Work item: From the line that contains "Rules: place one point on every instance of the pink" down to the last line of the entries, repeat every line exactly. Do not carry over the pictures.

*****

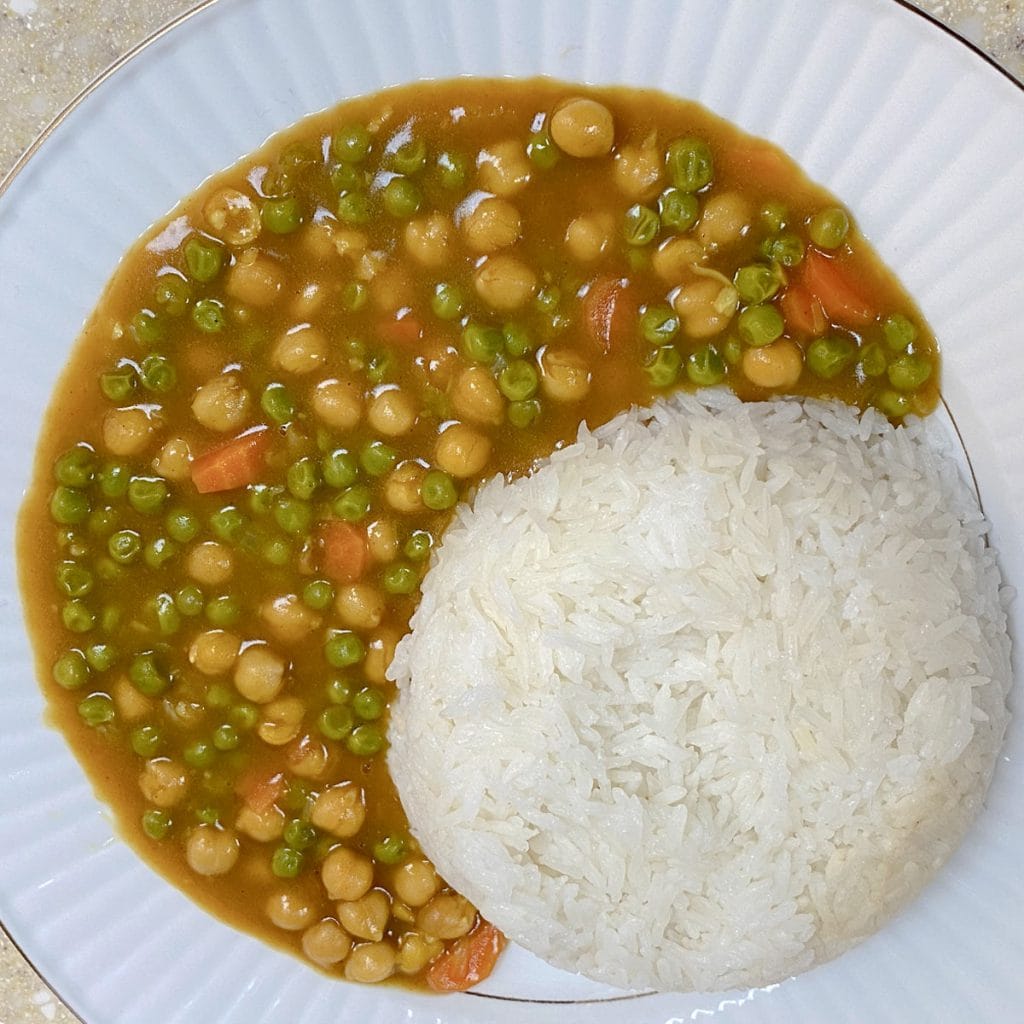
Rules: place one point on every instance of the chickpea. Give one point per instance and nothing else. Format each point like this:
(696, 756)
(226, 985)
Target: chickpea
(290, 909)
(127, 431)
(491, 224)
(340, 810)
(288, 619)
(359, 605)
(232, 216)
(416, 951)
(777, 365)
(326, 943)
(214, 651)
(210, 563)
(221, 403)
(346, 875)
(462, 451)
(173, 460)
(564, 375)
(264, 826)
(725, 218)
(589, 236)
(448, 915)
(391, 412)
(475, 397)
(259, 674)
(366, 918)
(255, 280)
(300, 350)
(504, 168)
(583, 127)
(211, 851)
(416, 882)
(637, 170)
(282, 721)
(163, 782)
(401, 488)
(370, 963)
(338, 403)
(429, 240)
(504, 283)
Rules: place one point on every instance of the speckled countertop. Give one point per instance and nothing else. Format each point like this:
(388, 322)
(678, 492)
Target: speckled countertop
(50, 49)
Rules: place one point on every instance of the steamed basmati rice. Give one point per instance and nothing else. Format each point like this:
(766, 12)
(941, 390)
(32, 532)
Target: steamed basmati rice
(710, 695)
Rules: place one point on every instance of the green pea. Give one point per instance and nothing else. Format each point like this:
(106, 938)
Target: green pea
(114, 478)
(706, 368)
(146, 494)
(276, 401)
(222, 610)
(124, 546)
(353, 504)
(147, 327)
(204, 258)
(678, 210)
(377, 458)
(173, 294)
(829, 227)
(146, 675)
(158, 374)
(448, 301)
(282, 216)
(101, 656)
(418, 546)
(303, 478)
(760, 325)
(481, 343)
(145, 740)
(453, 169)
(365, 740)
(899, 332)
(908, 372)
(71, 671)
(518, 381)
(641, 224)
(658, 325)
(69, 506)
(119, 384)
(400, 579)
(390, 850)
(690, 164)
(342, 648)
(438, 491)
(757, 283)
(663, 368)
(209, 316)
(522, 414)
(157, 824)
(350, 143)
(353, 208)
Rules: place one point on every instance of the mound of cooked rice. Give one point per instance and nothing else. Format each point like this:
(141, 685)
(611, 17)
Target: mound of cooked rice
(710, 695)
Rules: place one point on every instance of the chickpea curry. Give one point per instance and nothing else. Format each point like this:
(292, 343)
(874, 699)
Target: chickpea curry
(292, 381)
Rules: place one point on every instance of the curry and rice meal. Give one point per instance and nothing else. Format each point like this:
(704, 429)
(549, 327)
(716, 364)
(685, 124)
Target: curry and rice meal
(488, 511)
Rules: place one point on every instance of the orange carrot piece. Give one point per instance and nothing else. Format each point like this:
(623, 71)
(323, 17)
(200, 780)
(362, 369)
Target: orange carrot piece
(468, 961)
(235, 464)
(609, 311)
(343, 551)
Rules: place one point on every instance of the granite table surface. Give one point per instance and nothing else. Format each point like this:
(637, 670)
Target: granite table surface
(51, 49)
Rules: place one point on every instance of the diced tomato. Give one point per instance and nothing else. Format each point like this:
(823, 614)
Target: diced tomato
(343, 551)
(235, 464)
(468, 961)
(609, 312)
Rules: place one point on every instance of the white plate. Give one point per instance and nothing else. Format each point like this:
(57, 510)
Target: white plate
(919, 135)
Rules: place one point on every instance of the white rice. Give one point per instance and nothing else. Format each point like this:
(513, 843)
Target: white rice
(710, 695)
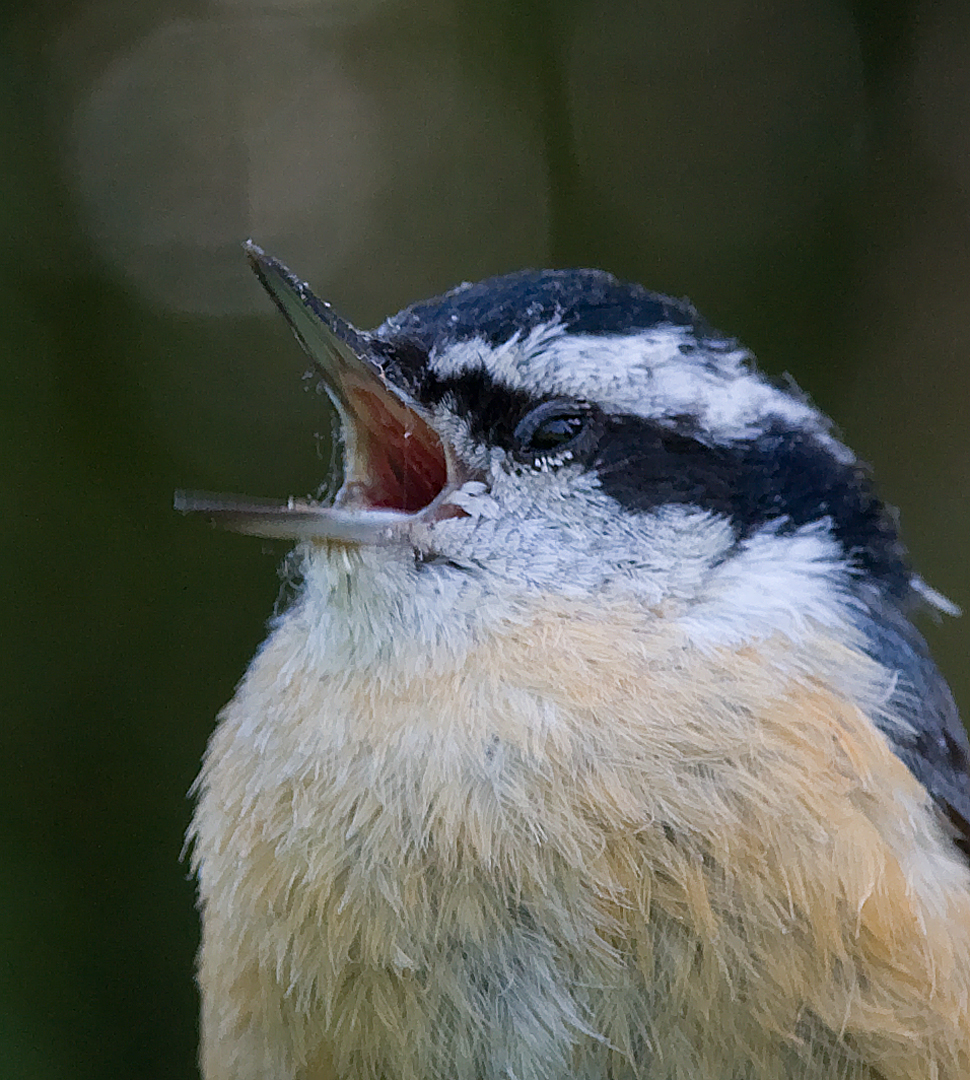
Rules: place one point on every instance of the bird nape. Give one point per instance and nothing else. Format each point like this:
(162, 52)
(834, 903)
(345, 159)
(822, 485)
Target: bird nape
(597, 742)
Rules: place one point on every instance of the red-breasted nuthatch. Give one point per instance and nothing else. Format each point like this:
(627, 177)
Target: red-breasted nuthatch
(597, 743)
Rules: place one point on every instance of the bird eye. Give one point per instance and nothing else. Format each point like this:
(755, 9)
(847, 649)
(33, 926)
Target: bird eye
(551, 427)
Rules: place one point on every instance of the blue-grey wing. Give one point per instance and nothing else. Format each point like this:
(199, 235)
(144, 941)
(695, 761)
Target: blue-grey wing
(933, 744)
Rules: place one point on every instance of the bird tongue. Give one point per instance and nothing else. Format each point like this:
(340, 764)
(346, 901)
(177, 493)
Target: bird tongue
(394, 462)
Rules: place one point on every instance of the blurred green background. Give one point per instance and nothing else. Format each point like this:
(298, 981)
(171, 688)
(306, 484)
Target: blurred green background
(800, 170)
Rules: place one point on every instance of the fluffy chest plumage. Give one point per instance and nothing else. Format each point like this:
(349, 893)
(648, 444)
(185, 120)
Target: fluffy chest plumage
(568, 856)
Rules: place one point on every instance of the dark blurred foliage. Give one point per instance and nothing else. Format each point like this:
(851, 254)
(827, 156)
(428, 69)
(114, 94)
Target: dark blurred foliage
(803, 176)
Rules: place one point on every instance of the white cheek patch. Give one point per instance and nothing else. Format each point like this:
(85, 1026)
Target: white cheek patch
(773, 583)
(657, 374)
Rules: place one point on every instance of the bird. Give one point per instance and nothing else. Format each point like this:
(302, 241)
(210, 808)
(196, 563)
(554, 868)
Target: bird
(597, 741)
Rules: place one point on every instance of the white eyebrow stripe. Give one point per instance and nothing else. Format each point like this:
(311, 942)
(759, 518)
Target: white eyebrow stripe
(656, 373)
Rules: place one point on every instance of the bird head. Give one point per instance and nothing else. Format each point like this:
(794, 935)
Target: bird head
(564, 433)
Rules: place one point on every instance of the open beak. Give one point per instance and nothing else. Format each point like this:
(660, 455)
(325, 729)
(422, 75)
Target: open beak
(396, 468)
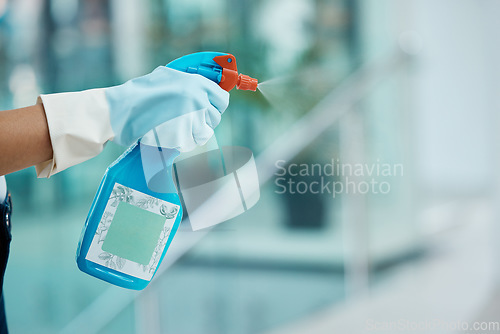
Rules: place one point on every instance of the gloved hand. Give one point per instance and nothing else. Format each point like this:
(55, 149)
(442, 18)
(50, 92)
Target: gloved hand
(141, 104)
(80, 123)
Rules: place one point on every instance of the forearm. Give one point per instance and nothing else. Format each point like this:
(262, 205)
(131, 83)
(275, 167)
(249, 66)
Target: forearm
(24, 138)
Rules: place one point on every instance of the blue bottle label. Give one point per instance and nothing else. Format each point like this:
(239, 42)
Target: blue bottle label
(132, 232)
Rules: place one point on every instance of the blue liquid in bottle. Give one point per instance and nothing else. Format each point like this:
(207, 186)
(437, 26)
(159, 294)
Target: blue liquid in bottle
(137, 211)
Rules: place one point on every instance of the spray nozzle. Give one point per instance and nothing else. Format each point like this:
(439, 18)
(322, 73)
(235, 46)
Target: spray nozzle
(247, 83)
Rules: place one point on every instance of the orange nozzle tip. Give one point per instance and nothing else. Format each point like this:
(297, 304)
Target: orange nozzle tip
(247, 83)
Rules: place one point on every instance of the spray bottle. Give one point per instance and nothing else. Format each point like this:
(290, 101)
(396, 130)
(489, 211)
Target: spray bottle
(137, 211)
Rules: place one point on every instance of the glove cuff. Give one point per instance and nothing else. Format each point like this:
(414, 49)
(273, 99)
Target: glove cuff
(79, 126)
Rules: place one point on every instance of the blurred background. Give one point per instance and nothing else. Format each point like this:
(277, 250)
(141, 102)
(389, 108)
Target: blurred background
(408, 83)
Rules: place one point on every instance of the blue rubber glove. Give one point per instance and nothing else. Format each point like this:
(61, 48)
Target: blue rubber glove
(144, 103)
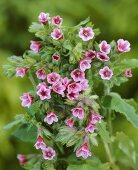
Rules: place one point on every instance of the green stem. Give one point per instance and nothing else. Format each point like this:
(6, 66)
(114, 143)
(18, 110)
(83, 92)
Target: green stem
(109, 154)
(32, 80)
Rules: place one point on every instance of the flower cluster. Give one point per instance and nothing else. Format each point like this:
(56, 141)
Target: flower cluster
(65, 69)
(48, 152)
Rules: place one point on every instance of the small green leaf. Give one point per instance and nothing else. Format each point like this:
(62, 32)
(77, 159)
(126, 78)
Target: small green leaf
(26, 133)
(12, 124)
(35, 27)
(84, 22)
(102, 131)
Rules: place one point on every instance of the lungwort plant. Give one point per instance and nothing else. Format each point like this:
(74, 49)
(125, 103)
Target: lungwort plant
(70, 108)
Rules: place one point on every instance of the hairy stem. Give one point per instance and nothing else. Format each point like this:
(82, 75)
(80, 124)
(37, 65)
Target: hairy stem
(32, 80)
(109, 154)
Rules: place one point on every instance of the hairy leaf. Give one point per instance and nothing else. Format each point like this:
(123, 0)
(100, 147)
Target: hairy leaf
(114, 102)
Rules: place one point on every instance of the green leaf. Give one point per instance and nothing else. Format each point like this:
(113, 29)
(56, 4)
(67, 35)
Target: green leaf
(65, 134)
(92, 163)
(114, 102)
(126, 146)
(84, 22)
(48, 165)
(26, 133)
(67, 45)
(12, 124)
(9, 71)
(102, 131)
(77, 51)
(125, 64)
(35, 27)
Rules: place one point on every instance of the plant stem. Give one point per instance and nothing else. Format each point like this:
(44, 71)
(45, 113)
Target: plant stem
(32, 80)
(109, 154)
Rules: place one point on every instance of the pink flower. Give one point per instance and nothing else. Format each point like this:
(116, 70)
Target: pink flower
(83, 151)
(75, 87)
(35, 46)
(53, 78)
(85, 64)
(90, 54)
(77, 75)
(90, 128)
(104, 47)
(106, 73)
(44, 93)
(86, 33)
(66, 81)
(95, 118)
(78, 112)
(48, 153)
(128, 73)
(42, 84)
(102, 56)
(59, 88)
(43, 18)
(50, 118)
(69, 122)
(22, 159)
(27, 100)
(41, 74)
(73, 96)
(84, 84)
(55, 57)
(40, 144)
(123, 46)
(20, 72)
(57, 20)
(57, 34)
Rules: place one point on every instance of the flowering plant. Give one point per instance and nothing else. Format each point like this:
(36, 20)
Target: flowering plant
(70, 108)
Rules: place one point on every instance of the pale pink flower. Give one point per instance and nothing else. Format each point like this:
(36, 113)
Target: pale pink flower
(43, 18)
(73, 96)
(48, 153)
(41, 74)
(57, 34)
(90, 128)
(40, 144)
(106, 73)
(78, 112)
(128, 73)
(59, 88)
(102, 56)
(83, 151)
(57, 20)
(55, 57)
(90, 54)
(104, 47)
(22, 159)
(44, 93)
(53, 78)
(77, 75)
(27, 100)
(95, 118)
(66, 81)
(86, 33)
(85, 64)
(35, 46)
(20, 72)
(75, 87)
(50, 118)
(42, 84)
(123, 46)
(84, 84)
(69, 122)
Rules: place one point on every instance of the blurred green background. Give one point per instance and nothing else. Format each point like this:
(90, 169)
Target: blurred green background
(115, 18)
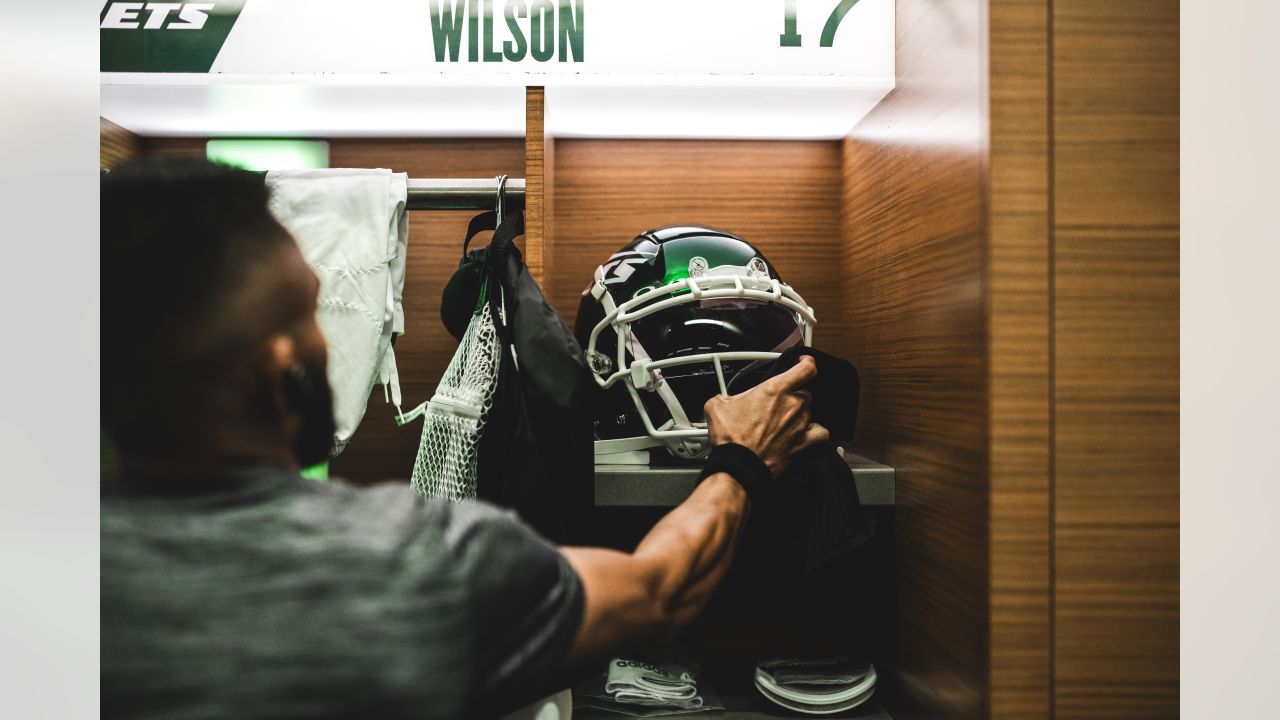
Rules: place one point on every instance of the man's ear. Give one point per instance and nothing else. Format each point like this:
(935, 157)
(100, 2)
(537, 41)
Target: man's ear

*****

Answer for this exercise:
Rules: place one point on every instance of the pink flower. Give one point per instance and nothing else. Format each point like this:
(116, 70)
Target: pink flower
(83, 151)
(75, 87)
(35, 46)
(53, 78)
(85, 64)
(90, 54)
(77, 75)
(90, 128)
(104, 47)
(106, 73)
(44, 93)
(86, 33)
(66, 81)
(95, 118)
(78, 112)
(48, 153)
(128, 73)
(42, 84)
(102, 56)
(59, 88)
(43, 18)
(50, 118)
(69, 122)
(22, 159)
(27, 100)
(41, 74)
(73, 96)
(84, 84)
(55, 57)
(40, 144)
(123, 46)
(20, 72)
(57, 20)
(57, 34)
Rules: place one point on every instance of the flowering plant. Give one point per instance and nothing else. Format each point like this:
(36, 20)
Target: flowering plant
(70, 108)
Rules: place one point on every instance of the pale pink flower. Give one point per instance and nothing else. Format each point like this:
(36, 113)
Target: pale pink flower
(43, 18)
(73, 96)
(48, 153)
(41, 74)
(57, 34)
(90, 128)
(40, 144)
(106, 73)
(78, 112)
(128, 73)
(59, 88)
(102, 56)
(83, 151)
(57, 20)
(55, 57)
(90, 54)
(104, 47)
(22, 159)
(44, 93)
(53, 78)
(77, 75)
(27, 100)
(95, 118)
(66, 81)
(86, 33)
(85, 64)
(35, 46)
(20, 72)
(75, 87)
(50, 118)
(42, 84)
(123, 46)
(84, 84)
(69, 122)
Rules: place one point on every instance of the blurred green background. Give one point per instance and nothing else. Format each point like this:
(90, 169)
Target: blurred green background
(115, 18)
Rules: place one point on every instance of the man's ear. Give one point per instance and nothing else. Format each point like this:
(935, 157)
(100, 2)
(537, 41)
Target: man's ear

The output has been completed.